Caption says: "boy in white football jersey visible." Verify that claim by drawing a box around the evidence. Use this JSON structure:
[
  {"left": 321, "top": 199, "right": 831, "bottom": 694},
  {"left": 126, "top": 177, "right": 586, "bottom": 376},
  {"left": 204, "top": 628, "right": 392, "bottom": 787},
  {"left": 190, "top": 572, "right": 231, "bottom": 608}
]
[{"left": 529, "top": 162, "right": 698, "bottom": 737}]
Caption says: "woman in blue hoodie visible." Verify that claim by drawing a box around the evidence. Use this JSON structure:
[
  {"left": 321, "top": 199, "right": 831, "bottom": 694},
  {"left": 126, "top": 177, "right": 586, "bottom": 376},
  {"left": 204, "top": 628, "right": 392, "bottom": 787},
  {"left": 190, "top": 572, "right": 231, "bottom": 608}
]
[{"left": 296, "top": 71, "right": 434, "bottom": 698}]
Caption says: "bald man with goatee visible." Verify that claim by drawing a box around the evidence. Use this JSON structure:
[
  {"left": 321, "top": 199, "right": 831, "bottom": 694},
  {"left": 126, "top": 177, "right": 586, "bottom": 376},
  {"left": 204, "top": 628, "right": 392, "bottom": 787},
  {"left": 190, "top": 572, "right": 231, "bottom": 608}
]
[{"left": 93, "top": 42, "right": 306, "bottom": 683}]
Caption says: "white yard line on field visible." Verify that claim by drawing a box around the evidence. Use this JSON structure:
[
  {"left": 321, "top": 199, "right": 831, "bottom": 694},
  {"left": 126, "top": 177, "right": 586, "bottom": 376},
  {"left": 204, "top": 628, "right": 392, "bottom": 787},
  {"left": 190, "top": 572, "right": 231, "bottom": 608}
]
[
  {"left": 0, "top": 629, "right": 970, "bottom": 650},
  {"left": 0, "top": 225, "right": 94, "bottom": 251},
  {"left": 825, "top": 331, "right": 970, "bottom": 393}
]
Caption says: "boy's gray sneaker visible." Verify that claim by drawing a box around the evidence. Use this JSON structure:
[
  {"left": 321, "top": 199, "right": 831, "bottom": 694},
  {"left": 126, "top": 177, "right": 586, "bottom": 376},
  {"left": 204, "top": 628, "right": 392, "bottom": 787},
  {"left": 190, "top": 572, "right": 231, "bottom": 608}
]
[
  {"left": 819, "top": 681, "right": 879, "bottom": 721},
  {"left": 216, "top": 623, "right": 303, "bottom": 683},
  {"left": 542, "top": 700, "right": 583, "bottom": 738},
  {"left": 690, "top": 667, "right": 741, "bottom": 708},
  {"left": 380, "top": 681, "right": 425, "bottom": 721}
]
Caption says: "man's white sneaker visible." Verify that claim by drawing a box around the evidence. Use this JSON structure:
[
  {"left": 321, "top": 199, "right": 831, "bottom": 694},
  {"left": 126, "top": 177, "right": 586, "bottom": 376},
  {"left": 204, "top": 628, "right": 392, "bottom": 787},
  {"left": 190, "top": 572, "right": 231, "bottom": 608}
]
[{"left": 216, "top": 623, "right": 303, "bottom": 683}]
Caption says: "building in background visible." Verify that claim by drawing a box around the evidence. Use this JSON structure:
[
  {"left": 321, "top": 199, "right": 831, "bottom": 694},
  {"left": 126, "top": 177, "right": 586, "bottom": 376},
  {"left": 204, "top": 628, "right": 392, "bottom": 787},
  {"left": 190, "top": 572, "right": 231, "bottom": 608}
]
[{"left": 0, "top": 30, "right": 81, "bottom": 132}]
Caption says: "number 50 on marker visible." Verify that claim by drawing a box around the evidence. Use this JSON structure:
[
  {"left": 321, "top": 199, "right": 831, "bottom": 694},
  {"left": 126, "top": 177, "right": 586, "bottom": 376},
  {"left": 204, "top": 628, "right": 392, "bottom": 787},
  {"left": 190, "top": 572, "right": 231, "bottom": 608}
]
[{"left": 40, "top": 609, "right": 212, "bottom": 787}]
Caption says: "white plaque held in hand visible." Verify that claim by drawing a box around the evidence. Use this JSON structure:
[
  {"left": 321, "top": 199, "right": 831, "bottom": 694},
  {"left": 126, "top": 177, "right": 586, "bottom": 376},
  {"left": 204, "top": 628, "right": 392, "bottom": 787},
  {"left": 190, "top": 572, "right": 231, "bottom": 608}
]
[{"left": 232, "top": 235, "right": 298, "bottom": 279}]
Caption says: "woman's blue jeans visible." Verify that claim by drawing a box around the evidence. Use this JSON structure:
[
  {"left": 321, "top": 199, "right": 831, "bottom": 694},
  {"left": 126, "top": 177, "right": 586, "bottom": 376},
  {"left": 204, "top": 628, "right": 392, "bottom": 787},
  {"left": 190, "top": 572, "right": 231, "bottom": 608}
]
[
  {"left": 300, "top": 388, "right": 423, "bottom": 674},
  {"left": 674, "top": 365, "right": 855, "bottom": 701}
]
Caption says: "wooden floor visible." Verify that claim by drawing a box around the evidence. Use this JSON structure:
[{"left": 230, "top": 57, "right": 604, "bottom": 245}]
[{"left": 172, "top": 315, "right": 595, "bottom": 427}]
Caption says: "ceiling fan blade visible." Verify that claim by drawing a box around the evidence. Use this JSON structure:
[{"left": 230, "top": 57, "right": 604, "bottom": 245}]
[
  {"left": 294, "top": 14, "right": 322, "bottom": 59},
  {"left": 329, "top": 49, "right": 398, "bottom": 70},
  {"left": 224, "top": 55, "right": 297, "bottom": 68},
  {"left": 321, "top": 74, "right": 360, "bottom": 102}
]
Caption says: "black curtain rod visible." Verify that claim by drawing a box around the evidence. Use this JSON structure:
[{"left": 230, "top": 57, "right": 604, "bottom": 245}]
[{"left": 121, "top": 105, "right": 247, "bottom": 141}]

+ + +

> _What you have to do_
Write out everything from the row containing "50 on marker" down through the last row again, requests included, and scale each box coordinate in the answers by 1.15, rounding to whole numbers with halves going up. Keep the requests and their sample boxes unchanged.

> _Task answer_
Caption says: "number 50 on marker visible." Verify that claim by drawing a box around the evidence. Use this JSON structure:
[
  {"left": 321, "top": 199, "right": 831, "bottom": 694},
  {"left": 126, "top": 177, "right": 586, "bottom": 376},
  {"left": 204, "top": 628, "right": 392, "bottom": 787},
  {"left": 190, "top": 572, "right": 231, "bottom": 608}
]
[{"left": 46, "top": 700, "right": 244, "bottom": 905}]
Caption says: "white plaque held in hand visible." Verify that claim by drawing a box around the evidence. Use this JSON structure:
[
  {"left": 321, "top": 199, "right": 831, "bottom": 694},
  {"left": 126, "top": 177, "right": 586, "bottom": 376},
  {"left": 204, "top": 628, "right": 392, "bottom": 787},
  {"left": 190, "top": 572, "right": 231, "bottom": 608}
]
[{"left": 267, "top": 270, "right": 343, "bottom": 321}]
Caption says: "woman's blue jeans visible." Verify that claim by drawing a box around the evidence. Use this JSON structure:
[
  {"left": 321, "top": 199, "right": 831, "bottom": 694},
  {"left": 126, "top": 177, "right": 586, "bottom": 376},
  {"left": 204, "top": 628, "right": 392, "bottom": 787},
  {"left": 190, "top": 572, "right": 231, "bottom": 608}
]
[
  {"left": 345, "top": 446, "right": 486, "bottom": 775},
  {"left": 775, "top": 420, "right": 983, "bottom": 806}
]
Caption says: "wooden floor visible." Verify that claim by drawing a box around the evidence. Use this JSON structure:
[{"left": 230, "top": 57, "right": 604, "bottom": 245}]
[{"left": 198, "top": 362, "right": 684, "bottom": 491}]
Caption says: "ceiling fan blade visible." Verify that claim by drawing a box around the evidence. Use this JSON structure:
[{"left": 230, "top": 57, "right": 604, "bottom": 245}]
[
  {"left": 338, "top": 16, "right": 370, "bottom": 68},
  {"left": 378, "top": 56, "right": 458, "bottom": 81},
  {"left": 258, "top": 63, "right": 342, "bottom": 78},
  {"left": 369, "top": 85, "right": 414, "bottom": 117}
]
Caption says: "black curtain rod visible." Verify that claim by drawing a box around the evidence. Use this JSON structure:
[{"left": 230, "top": 57, "right": 604, "bottom": 245}]
[{"left": 139, "top": 121, "right": 284, "bottom": 162}]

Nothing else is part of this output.